Stored dataset items:
------------------------

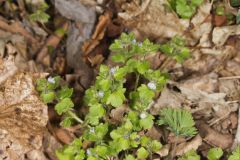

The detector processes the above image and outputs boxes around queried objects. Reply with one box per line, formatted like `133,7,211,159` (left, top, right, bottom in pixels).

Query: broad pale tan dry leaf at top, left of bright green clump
119,0,189,39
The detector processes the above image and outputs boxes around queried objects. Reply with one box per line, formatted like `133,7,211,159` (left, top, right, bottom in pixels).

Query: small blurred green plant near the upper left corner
29,2,50,23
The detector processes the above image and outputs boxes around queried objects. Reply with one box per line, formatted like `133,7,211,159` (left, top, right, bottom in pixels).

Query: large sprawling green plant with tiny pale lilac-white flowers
37,33,191,160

------------------------

__Goal of the exercise__
Nothing but an exact copy of the data, without its images, should make up your answer.

__Task solution__
The detector processes the above image and outputs boxes around queried objects. Reply with one box per line, formatted like `133,7,211,159` (left, top, right, bottom in pixels).

Query: broad pale tan dry leaf at top, left of bright green clump
119,0,189,39
The detector processes the above image and outputs boxes around queried objects. Reply with one box per line, formatted like `133,7,211,159` (left, top, right, bottom in pixels).

Query: small blurred green plant near the upper left corner
29,2,50,23
The detector processes the above image and outputs boxes around queried objects. Reply with one box per line, formatted like `133,7,211,159` (left, top, right, bottom in pixels).

Query: large sprawling green plant with tiny pale lilac-white flowers
37,33,191,160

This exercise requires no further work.